* TEXTE SOURCE
□ □ □ □ □ □ □

Le texte prévoit une autre mesure favorable au pouvoir d'achat des salariés : jusqu'au 31 décembre 2026, la prime de partage de la valeur continuera à être exonérée d'impôts pour les salariés qui travaillent dans les entreprises de moins de cinquante salariés et dont la rémunération est inférieure à trois Smic.

Aucune de ces évolutions ne s'éloigne d'un principe essentiel, réaffirmé à l'Assemblée nationale comme au Sénat : la non-substitution au salaire. Les partenaires sociaux l'avaient établi ; les parlementaires l'ont consacré dans la loi, pour en rappeler le caractère intangible.

□ □ □ □ □ □ □

* CONSIGNES ET EXIGENCES
Répondez à ces questions à partir du texte source ci-dessus :
1. Jusqu'à quelle date la prime de partage de la valeur restera-t-elle exonérée d'impôts ?
2. En dessous de quel niveau de rémunération les salariés doivent-ils se situer pour bénéficier de cette exonération ?
3. Quel principe essentiel a été réaffirmé à l'Assemblée nationale comme au Sénat ?

Entrées d'étiquetage de contours
□ □ □ □ □ □ □

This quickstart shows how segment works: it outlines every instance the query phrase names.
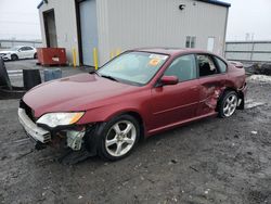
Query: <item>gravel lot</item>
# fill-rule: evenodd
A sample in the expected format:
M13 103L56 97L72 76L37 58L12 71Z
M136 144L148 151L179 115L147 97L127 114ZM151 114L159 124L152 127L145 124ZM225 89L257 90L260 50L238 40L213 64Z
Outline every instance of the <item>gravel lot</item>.
M8 69L35 61L8 62ZM63 67L64 75L83 69ZM11 77L13 82L22 76ZM154 136L127 158L60 164L34 149L18 100L0 101L1 203L271 203L271 82L248 80L247 109Z

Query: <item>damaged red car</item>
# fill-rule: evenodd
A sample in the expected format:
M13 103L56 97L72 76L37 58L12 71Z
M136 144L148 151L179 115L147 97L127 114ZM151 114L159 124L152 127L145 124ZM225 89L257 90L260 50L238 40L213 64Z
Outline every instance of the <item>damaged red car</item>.
M116 161L146 137L244 109L245 71L193 49L126 51L98 72L42 84L21 100L18 119L38 143Z

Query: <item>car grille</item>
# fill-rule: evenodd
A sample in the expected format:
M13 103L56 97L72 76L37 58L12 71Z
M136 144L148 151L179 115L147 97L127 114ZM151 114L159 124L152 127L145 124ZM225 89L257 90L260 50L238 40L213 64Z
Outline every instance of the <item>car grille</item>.
M23 100L20 102L20 107L25 110L26 115L33 120L36 122L34 110L29 107Z

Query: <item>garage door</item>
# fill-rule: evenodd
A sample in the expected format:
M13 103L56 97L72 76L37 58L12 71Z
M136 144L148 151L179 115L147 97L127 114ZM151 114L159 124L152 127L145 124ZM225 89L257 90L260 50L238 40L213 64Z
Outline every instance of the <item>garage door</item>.
M81 52L85 65L94 65L93 48L98 48L96 2L80 2Z

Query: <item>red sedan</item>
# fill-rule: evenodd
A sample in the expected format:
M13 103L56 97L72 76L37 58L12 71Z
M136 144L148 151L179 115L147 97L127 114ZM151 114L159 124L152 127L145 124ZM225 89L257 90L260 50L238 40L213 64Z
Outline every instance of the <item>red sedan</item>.
M130 50L98 72L35 87L18 118L38 143L65 141L103 158L120 160L140 139L244 109L245 71L193 49Z

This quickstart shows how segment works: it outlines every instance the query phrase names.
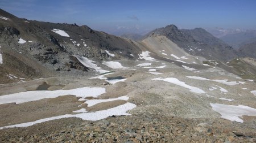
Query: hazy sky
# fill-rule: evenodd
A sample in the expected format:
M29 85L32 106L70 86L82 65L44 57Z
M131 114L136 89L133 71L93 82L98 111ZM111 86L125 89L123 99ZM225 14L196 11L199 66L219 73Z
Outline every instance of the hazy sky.
M256 29L255 0L1 0L0 7L19 18L76 23L116 34L170 24Z

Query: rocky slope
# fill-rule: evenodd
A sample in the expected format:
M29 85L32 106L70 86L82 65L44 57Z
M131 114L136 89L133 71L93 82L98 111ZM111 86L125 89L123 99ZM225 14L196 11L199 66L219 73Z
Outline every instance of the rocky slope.
M135 42L0 15L1 142L255 141L255 60L224 62L202 29Z
M245 44L238 49L238 52L243 57L250 57L256 59L256 42Z
M144 38L151 34L165 36L186 52L207 59L227 61L238 56L232 47L202 28L179 30L175 25L170 25L154 30Z
M141 52L130 40L93 31L86 25L28 20L2 10L0 15L4 18L0 19L3 59L0 68L6 74L22 78L48 77L63 71L71 71L74 74L89 69L73 55L102 61L133 59ZM0 84L13 81L3 73Z

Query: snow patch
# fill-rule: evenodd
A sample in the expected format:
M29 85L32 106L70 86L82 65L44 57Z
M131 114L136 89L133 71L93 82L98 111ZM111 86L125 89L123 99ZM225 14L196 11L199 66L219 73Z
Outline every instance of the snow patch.
M182 65L182 67L185 68L185 69L186 69L187 70L191 71L193 71L193 70L196 70L195 68L190 68L189 67L187 67L187 66L183 66L183 65Z
M162 66L156 67L155 67L155 68L164 68L164 67L166 67L166 65L164 65L164 66Z
M177 56L174 55L174 54L171 54L171 56L172 56L172 57L175 58L175 59L180 59L180 58L177 57Z
M81 64L82 64L85 67L93 68L96 71L98 72L101 73L109 72L108 71L102 70L101 67L97 66L97 64L92 63L94 62L94 61L89 60L87 58L81 57L79 55L74 56L79 60L79 62Z
M142 53L139 54L139 58L144 59L146 60L156 61L156 60L155 60L155 59L154 59L150 56L150 55L149 55L150 53L151 53L148 51L142 51Z
M186 76L187 77L188 77L189 79L193 79L196 80L205 80L205 81L213 81L220 83L222 83L226 85L234 85L237 84L242 84L243 83L237 83L237 81L227 81L228 80L210 80L208 79L199 77L199 76Z
M254 96L256 96L256 90L251 91L251 93L254 94Z
M78 110L76 110L73 111L73 112L87 112L87 111L85 109L81 109Z
M66 32L65 32L65 31L61 31L58 29L52 29L52 32L55 32L56 33L64 36L64 37L69 37L69 36L68 34L68 33L67 33Z
M220 99L222 99L222 100L227 100L228 101L234 101L234 99L226 99L226 98L219 98Z
M104 88L84 87L69 90L35 90L20 92L0 96L0 104L15 102L16 104L37 101L47 98L56 98L65 95L73 95L80 97L93 97L105 93ZM35 96L36 95L36 96Z
M180 62L181 62L181 63L183 63L189 64L189 63L188 63L185 62L184 62L184 61L182 61L182 60L175 60L175 61Z
M105 50L106 53L108 53L108 54L111 57L115 57L115 55L114 55L113 54L111 54L110 53L109 53L109 51L108 51L108 50Z
M1 46L0 46L0 48L1 47ZM1 51L1 50L0 49L0 64L2 64L2 63L3 63L3 57L2 56Z
M256 116L256 109L243 105L229 105L219 103L210 103L212 109L221 115L221 118L231 121L243 123L240 118L243 115Z
M19 44L24 44L27 41L26 41L25 40L23 40L22 38L19 38L19 41L18 42L19 43Z
M144 67L144 66L151 66L152 63L140 63L136 66L136 67Z
M145 72L150 73L151 73L152 75L158 75L163 73L161 72Z
M4 19L4 20L8 20L8 19L9 19L9 18L6 18L6 17L3 17L3 16L0 16L0 19Z
M113 69L118 69L118 68L127 68L128 67L123 67L122 64L118 62L104 62L102 64L110 67Z
M156 69L150 69L148 70L148 71L147 71L148 72L156 72Z
M127 79L123 79L106 80L106 81L110 84L115 84L116 83L118 82L123 82L126 80Z
M91 107L94 105L96 105L96 104L98 104L100 103L113 101L116 101L116 100L127 101L129 99L129 97L127 96L121 96L121 97L115 98L109 98L109 99L91 99L91 100L86 101L84 103L88 104L87 107Z
M98 120L101 119L103 119L110 116L116 115L116 116L121 116L121 115L131 115L131 114L126 113L130 110L131 110L134 108L136 107L136 105L133 104L131 103L126 103L125 104L117 106L115 107L113 107L112 109L109 109L104 110L97 111L93 112L83 112L77 114L65 114L63 115L53 116L48 118L42 119L40 120L38 120L34 122L27 122L19 124L11 125L6 127L1 127L0 129L7 128L14 128L14 127L28 127L30 125L32 125L35 124L38 124L40 123L59 119L65 118L71 118L71 117L76 117L81 118L83 120Z
M202 89L201 89L199 88L196 88L196 87L194 87L194 86L192 86L189 85L187 85L184 82L181 81L176 78L168 77L168 78L162 79L162 78L159 77L159 78L154 79L152 80L162 80L162 81L167 81L167 82L179 85L180 86L183 86L183 87L189 89L190 91L192 92L199 93L199 94L205 93L205 92L204 90L203 90Z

□ □ □ □ □ □ □

* RÉSULTAT DE LA TÂCHE
1. Jusqu'au 31 décembre 2026.
2. En dessous de trois Smic.
3. La non-substitution au salaire.